The international monetary conferences were a series of assemblies held in the second half of the 19th century. They were held with a view to reaching agreement on matters relating to international relationships between national currency systems.

Background
The conferences were a manifestation of a decided tendency towards securing reforms by concerted international action. The disorganized state of the European currencies, which became more serious in consequence of the great expansion in trade and industry, came into notice through the great gold discoveries and their effect on the relative price of the two precious metals gold and silver. Both by its situation and its currency system, France was the first country to aim for the establishment of a currency union, in which French ideas and influence would be predominant. A preliminary step was the formation of the Latin Monetary Union, whereby the currencies of France, Italy, Belgium and Switzerland were – in respect to their gold and silver coins – unified.

First conference
The first international monetary conference was held in 1867 in Paris. The Paris Exhibition of 1867 furnished the occasion for summoning the conference, to which the principal countries of the world sent representatives. The guiding spirit of this assembly was the French statesman Félix Esquirou de Parieu, who had originated the Latin Monetary Union.
By his advice a scheme was approved recommending the adoption of the single gold standard, decimalisation of currencies, and the coordination of the various currencies with the French currency system.

Difficulties as to the mode of bringing these principles into practical operation were discussed, and full liberty had to be given to the several nations to carry out the proposals in the way that seemed best. The result proved that the obstacles were insurmountable, for example the British government could not obtain the assent of a Royal Commission to the pegging of the sovereign to the 25-franc piece, and the course of political events soon completely altered the relative position of the leading countries, even in their monetary relations. Germany and the United States reformed their currencies, without reference to any international considerations.

Second conference
The second conference opened on August 10, 1878 in Paris. Leon Say was the president of the conference.

----------------------------------------

*GIVEN EXERCISE 1*:
Reproduce the stretch of the passage on international monetary conferences from "First conference" through "Latin Monetary Union.".
*GIVEN EXERCISE 2*:
Answer these questions from the passage on international monetary conferences:
(a) In what year and in which city was the first conference held?
(b) Who was the president of the second conference?
(c) Which countries' currencies did the Latin Monetary Union unify?
The material after this point is unrelated to the passage on international monetary conferences.

----------------------------------------

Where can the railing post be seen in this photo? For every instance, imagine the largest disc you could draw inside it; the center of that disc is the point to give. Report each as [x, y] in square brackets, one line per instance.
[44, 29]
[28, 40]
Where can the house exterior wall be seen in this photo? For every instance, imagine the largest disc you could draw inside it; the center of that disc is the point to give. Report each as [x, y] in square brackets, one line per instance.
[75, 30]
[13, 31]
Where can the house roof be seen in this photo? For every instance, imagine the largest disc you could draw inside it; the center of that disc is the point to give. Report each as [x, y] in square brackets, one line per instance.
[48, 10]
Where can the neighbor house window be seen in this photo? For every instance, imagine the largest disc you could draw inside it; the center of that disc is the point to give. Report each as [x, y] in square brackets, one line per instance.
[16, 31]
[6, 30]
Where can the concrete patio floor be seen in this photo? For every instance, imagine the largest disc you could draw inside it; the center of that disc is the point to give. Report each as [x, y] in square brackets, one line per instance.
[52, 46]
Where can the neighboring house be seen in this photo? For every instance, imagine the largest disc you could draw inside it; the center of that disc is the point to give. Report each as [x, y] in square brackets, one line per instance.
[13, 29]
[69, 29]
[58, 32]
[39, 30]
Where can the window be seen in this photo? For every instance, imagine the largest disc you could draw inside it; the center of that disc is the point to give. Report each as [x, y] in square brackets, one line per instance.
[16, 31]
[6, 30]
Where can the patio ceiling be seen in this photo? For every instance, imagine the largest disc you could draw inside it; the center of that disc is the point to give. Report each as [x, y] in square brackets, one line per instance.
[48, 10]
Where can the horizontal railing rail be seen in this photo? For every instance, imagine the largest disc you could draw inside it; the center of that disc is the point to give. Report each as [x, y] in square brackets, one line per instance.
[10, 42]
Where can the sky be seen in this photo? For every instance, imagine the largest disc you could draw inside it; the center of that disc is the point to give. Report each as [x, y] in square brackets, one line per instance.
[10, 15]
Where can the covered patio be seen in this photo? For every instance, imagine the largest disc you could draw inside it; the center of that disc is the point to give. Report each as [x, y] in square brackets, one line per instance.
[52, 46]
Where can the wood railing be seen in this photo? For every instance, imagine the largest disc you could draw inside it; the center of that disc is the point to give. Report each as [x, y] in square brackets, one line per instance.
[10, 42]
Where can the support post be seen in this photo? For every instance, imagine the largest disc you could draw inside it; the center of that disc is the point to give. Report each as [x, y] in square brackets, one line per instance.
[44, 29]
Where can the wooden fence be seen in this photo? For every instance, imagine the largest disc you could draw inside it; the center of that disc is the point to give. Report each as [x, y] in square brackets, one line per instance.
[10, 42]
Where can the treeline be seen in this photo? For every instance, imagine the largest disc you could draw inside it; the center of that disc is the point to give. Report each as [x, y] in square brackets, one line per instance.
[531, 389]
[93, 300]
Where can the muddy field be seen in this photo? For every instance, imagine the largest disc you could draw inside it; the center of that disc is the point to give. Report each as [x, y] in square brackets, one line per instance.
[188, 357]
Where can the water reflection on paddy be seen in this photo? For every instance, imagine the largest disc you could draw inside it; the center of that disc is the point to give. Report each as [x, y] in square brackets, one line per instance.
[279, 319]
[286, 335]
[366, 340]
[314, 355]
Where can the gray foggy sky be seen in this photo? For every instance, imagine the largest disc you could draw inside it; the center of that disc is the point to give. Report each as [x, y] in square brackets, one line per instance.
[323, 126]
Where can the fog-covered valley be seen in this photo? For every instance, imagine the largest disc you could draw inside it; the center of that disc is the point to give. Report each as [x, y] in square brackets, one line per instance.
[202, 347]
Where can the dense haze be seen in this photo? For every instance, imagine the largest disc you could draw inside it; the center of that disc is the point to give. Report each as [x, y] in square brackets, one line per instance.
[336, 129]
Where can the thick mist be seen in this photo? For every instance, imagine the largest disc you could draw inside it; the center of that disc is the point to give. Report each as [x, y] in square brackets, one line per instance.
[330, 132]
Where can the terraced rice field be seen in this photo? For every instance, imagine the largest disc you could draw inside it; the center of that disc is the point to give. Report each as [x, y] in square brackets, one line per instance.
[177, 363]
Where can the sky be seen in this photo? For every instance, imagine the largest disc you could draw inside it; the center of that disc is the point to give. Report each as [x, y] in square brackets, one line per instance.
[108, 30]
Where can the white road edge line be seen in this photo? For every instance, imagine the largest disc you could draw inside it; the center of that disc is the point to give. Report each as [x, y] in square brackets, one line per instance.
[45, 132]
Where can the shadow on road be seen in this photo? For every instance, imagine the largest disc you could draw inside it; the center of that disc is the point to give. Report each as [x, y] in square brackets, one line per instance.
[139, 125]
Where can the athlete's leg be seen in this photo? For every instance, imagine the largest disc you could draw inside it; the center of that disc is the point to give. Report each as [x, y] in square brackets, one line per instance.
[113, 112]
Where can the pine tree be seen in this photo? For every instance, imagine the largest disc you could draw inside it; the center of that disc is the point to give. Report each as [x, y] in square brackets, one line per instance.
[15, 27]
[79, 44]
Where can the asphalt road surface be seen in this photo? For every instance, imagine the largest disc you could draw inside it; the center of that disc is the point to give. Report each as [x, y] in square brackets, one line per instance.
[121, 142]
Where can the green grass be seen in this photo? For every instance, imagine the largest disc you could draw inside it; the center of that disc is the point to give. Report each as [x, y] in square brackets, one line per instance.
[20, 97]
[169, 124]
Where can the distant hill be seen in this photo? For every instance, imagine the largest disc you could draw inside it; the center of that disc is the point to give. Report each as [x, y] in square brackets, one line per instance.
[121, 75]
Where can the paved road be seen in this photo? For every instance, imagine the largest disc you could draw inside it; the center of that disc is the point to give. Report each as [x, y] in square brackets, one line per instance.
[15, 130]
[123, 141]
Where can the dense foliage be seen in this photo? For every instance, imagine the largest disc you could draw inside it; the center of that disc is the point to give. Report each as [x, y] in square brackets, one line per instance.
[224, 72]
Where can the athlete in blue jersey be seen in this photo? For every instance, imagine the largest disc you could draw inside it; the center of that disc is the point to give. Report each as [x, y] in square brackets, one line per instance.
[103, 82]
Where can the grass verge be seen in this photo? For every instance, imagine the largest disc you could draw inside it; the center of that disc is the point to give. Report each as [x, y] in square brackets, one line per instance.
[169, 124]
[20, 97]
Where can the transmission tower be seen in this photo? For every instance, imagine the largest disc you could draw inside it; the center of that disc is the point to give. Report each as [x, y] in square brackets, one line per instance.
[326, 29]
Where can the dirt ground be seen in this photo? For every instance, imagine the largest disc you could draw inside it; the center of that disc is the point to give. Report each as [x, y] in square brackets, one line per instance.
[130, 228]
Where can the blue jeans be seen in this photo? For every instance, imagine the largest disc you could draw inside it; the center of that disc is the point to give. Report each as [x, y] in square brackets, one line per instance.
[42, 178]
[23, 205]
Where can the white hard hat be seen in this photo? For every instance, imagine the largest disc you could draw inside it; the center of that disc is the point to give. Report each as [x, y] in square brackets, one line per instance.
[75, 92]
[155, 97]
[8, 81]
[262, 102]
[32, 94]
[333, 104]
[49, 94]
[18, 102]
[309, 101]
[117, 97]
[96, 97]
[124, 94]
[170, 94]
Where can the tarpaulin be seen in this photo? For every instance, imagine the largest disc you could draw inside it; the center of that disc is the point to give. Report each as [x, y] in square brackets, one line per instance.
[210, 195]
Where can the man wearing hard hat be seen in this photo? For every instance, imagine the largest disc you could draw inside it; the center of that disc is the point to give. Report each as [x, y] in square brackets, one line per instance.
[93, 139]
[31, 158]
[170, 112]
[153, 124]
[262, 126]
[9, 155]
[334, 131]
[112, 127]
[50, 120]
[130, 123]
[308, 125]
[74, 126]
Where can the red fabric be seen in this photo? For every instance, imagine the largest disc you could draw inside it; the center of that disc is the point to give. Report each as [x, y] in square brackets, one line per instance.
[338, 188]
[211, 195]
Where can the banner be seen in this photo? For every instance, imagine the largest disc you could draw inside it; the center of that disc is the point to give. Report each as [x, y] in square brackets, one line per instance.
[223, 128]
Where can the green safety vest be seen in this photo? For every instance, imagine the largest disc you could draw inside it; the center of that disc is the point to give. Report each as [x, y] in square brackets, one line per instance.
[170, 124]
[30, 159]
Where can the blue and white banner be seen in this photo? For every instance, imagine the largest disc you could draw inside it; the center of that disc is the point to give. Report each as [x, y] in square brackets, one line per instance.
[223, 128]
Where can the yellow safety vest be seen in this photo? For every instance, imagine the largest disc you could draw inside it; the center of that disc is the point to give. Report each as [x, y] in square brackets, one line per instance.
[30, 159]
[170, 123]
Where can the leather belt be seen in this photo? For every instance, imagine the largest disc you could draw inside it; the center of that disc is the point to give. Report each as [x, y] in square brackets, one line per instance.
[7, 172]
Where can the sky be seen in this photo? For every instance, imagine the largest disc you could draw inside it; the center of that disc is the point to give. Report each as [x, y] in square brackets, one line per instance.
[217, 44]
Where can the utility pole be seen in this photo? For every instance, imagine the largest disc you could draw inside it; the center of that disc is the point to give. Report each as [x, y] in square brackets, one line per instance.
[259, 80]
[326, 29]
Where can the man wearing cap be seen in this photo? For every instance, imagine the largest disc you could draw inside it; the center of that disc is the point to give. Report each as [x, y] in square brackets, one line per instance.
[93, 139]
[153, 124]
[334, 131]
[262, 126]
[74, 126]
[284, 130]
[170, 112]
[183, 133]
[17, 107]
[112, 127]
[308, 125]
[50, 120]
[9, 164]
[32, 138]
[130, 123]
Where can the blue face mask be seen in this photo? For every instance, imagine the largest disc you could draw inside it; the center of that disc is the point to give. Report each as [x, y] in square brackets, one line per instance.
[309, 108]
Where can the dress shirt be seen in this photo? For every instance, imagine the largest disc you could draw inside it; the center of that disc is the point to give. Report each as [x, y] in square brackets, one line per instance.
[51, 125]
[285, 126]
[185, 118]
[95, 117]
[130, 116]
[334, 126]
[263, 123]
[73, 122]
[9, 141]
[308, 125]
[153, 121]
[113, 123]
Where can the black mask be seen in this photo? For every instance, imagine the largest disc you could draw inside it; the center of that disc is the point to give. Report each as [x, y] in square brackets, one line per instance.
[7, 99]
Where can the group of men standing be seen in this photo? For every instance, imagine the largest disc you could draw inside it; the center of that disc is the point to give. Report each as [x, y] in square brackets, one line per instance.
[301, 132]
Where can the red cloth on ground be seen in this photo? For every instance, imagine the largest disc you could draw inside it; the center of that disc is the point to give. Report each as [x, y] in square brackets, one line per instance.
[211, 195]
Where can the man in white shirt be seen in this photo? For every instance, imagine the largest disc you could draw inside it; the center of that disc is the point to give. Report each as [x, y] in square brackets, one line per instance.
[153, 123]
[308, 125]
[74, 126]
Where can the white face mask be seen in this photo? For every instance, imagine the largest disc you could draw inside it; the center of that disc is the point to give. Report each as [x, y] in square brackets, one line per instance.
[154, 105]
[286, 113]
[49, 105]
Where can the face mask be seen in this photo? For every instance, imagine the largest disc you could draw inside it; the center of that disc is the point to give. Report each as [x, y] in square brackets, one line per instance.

----------------------------------------

*REPLY 1*:
First conference
The first international monetary conference was held in 1867 in Paris. The Paris Exhibition of 1867 furnished the occasion for summoning the conference, to which the principal countries of the world sent representatives. The guiding spirit of this assembly was the French statesman Félix Esquirou de Parieu, who had originated the Latin Monetary Union.

*REPLY 2*:
(a) 1867, in Paris.
(b) Leon Say.
(c) France, Italy, Belgium and Switzerland.